> EXERCISE DESCRIPTION:
Convert every line of the material below into a JSON list of strings, one string per line, leaving out blank lines.

=== RECORDS PROVIDED ===

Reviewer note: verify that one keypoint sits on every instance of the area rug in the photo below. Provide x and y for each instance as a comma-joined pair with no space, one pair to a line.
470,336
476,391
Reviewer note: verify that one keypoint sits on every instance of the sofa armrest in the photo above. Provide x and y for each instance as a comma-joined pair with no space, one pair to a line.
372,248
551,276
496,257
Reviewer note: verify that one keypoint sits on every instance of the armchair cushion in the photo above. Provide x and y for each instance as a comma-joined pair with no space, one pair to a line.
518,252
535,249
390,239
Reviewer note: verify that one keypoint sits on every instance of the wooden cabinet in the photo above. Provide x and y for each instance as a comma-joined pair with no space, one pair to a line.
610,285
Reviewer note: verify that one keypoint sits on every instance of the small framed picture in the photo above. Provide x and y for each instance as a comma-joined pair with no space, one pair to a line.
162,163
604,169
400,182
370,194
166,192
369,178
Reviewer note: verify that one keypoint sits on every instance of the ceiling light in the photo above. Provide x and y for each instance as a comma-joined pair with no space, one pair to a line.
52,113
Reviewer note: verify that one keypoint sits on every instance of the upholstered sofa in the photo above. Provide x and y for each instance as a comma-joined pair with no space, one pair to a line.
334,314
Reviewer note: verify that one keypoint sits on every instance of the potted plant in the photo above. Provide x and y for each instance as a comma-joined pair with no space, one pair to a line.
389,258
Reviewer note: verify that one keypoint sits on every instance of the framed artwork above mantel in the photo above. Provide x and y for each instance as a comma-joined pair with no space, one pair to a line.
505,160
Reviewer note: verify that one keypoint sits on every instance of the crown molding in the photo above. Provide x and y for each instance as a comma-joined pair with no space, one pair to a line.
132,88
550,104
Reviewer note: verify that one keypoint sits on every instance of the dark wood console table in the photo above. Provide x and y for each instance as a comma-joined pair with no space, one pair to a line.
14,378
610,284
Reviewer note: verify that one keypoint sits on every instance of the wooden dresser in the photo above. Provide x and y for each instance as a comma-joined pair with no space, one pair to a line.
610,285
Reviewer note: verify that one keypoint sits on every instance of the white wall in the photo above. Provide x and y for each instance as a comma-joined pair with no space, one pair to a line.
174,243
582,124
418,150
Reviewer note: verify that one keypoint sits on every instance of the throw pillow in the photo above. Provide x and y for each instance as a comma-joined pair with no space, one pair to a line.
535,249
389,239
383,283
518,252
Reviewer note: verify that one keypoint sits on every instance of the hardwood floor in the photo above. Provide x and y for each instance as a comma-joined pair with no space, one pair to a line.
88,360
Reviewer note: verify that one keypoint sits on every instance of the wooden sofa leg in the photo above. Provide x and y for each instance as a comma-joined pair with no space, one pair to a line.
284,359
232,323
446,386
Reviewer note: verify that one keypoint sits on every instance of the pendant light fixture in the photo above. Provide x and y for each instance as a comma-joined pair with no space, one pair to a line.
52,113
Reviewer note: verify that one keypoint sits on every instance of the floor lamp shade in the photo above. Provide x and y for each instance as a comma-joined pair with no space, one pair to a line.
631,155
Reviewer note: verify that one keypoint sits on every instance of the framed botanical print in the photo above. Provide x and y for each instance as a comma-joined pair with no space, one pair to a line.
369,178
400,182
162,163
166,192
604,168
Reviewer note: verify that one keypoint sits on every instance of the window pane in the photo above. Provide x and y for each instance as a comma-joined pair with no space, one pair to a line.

===

> THE COMPLETED TASK:
[
  "Reviewer note: verify that one keypoint sits on every instance of the area rug in the photo below. Provide x and y for each instance as a comma-joined pair with no space, one pair to a line.",
  "470,336",
  "476,391",
  "Reviewer note: verify that one keypoint sits on every instance of the sofa armrest in the photo above. Provide x and y for each instance as a comma-joined pair with no space, one pair to a line.",
  "372,248",
  "551,276",
  "496,257",
  "Reviewer note: verify that one keypoint sits on every instance of the armchair cushion in the photo above. Provide x and y for each instance as a comma-joined pair with no space, one pair to a line.",
  "518,252",
  "535,249",
  "390,239",
  "Reviewer note: verify that one keypoint sits on every instance of the wooden cabinet in the photo above. Provide x and y for each instance as a comma-joined pair with no space, one pair to a line.",
  "610,285",
  "Reviewer note: verify that one keypoint sits on every instance of the small framed picture in the photo above. Provide x and y for each instance as a comma-joined pair with no space, one pair to a line.",
  "162,163",
  "604,169",
  "400,182",
  "370,194",
  "166,192",
  "369,178",
  "Reviewer note: verify that one keypoint sits on every instance of the ceiling light in the photo above. Provide x and y for each instance as a comma-joined pair with no space, one pair to a line.",
  "52,113",
  "Reviewer note: verify that one keypoint sits on every instance of the upholstered sofa in the photo above. Provide x and y for each instance as a comma-joined pair with no space, one pair to a line.",
  "334,314",
  "Reviewer note: verify that one keypoint sits on every instance of the potted plant in the photo above. Provide x and y for each instance as a comma-joined pair with no space, one pair to a line.",
  "389,258",
  "Reviewer note: verify that one keypoint sits on every instance of the framed artwork above mantel in the photo above. Provide x and y for each instance as a comma-joined pair with no space, one pair to a line.",
  "505,160",
  "Reviewer note: verify that one keypoint sits on every instance of the crown molding in the photo above. Provide x and y for each instance as a comma-joined pair with no space, one pair to a line.",
  "132,88",
  "550,104",
  "Reviewer note: verify that one keypoint sits on every instance of the dark wood console table in the photo above. Provide x and y for each instance as a comma-joined pair with no space, one pair to a line.",
  "14,378",
  "610,284",
  "Reviewer note: verify that one keypoint sits on every instance of the wooden dresser in the photo above. Provide x and y for each instance as a comma-joined pair with no space, one pair to a line.",
  "610,285",
  "Reviewer note: verify that one keypoint sits on every instance of the white wall in the photo above. Provide x and y for each instance as a comma-joined pair with no space, one pair to a line.",
  "174,243",
  "582,124",
  "418,150",
  "Reviewer note: verify that one keypoint sits on every instance of the throw pillow in the photo above. Provide x and y for each instance as a comma-joined pair with no space, one pair to a line.",
  "535,249",
  "389,239",
  "383,283",
  "518,252",
  "Reviewer note: verify that one keypoint sits on every instance of the hardwood floor in the photo above. Provide x and y for each instance as a comma-joined pair with no space, one pair to a line.",
  "88,360",
  "Reviewer note: verify that one keypoint sits on every instance of the wooden sofa leg in the photo above. Provide x and y for each instance as a comma-joined pair with no space, one pair to a line.",
  "284,359",
  "232,323",
  "446,386",
  "Reviewer note: verify that one keypoint sits on every instance of the pendant light fixture in the photo above. Provide x and y for each instance as a comma-joined pair with no space, one pair to a line.",
  "52,113",
  "Reviewer note: verify that one keypoint sits on every instance of the floor lamp shade in the photo above. Provide x and y for each instance as a comma-joined pair with no space, one pair to a line.",
  "631,155",
  "Reviewer note: verify that one keypoint sits on every instance of the framed botanical print in the photo above. Provide x and y for each instance as a comma-joined pair with no space, one pair to a line.",
  "369,178",
  "400,182",
  "162,163",
  "166,192",
  "604,168",
  "Reviewer note: verify that one keypoint sits on every instance of the window pane in the photo above. Provide x and y for each instance as a comma-joined pair with no space, one pair to a line."
]